# Text
----------------

AN OPEN LETTER FROM THE ESSEX COUNTY CORRECTIONAL OFFICERS UNION
I am contacting you on behalf of the Essex County Correctional Officers Association (ECCOA), the union that represents correctional officers and sergeants employed by the Essex County Sheriff’s Department, including at the Middleton Jail.
As you know, on Saturday, October 22, 2022, correctional officers in the Middleton facility responded to a melee involving at least seven inmates armed with edged weapons – known as shanks — in which multiple inmates and officers were injured.
The local media picked up on the story but based on Sheriff Coppinger’s statements in which he downplayed and diminished the event, the prevailing sentiment among the officers involved is that the incident was inaccurately reported to the public. The ECCOA would appreciate the opportunity to clarify some facts about the incident, and to provide additional context and insight into the alarming rise in inmate violence at the Middleton facility in recent years.
On October 22nd, correctional officers responded to an extremely violent melee involving at least seven inmates, four of whom are awaiting trial for murder. At least three shanks were utilized by the inmate combatants against other inmates and correctional staff. The responding officers – unarmed and outnumbered – had no choice but to attempt to immediately disarm the brawling inmates to prevent grievous or deadly injury.
Throughout that effort, the armed inmates were wildly swinging their shanks through the air, tearing one officer’s uniform, and very nearly maiming the responding K-9.
To describe the scene as chaos would be an understatement. Two of the four officers who first responded were injured and treated at the hospital. One veteran officer described the incident as the most terrifying situation of his entire career. Privately, officers have admitted to experiencing symptoms commonly associated with post-traumatic stress in the aftermath of the incident. Clearly, the facts do not reflect Sheriff Coppinger’s characterization of the incident as “nothing serious.”

----------------

# Tasks to complete
#1 Translate this sentence from the union letter into Spanish: "To describe the scene as chaos would be an understatement."
#2 Continue the union letter past its last sentence.
The items after the union letter aren't needed.

----------------

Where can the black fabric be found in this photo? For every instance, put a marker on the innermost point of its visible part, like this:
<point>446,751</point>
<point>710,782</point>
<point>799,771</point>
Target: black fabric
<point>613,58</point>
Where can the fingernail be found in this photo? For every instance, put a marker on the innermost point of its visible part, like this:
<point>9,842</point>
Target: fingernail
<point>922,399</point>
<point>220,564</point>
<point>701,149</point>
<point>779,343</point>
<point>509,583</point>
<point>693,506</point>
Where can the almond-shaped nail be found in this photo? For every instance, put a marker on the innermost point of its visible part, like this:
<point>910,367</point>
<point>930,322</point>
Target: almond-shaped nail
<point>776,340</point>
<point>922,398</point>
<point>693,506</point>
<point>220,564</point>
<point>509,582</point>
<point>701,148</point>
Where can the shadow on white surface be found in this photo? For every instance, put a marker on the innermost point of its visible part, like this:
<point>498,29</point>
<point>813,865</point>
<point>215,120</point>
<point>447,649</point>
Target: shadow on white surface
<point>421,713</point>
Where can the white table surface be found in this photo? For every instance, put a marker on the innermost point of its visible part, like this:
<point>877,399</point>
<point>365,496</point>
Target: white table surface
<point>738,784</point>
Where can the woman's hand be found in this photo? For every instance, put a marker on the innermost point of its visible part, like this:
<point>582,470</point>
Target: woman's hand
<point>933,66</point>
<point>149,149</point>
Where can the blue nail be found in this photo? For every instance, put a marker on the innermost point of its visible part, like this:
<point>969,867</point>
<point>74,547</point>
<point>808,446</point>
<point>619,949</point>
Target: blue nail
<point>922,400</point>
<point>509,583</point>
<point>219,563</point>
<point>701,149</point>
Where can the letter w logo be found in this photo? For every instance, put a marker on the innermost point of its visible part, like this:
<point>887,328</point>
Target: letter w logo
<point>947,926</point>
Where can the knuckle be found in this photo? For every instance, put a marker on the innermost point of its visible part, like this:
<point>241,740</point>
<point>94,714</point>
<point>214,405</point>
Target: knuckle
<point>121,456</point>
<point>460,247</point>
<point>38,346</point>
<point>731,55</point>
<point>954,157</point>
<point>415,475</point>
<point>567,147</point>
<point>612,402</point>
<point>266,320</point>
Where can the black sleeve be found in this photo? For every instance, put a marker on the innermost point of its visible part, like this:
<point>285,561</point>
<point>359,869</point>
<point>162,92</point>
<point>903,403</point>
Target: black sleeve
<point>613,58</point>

----------------

# Answers given
#1 Describir la escena como un caos sería quedarse corto.

#2
Additionally, inmate violence in the Middleton facility occurs far more frequently than “on occasion,” as stated by Sheriff Coppinger to the media. The incident on October 22nd was by no means an isolated incident. Over the past twelve months, there have been six hundred fifty-eight (658) inmates charged with fighting, thirty-nine (39) inmate-on-staff assaults and eighty-four (84) inmates charged with possession of a weapon.
Significantly, yearly inmate-on-staff assaults have tripled since 2016.
In the view of those who actually interact with the inmate population, the Middleton Jail has been a pressure cooker for the last several years and the atmosphere is rapidly deteriorating. There are alarming staffing shortages and officers — especially young officers — are subjected to forced overtime (also known as “holds”) on a near-daily basis. Probationary officers are expected to work their first year without a weekend off. Between an emboldened inmate population and officer fatigue and burnout, morale is at an all-time low.
If you would like to further discuss the events of October 22nd, as well as the current general working conditions at the Middleton Jail, an ECCOA representative (and other officers involved) can provide a firsthand account of what occurred.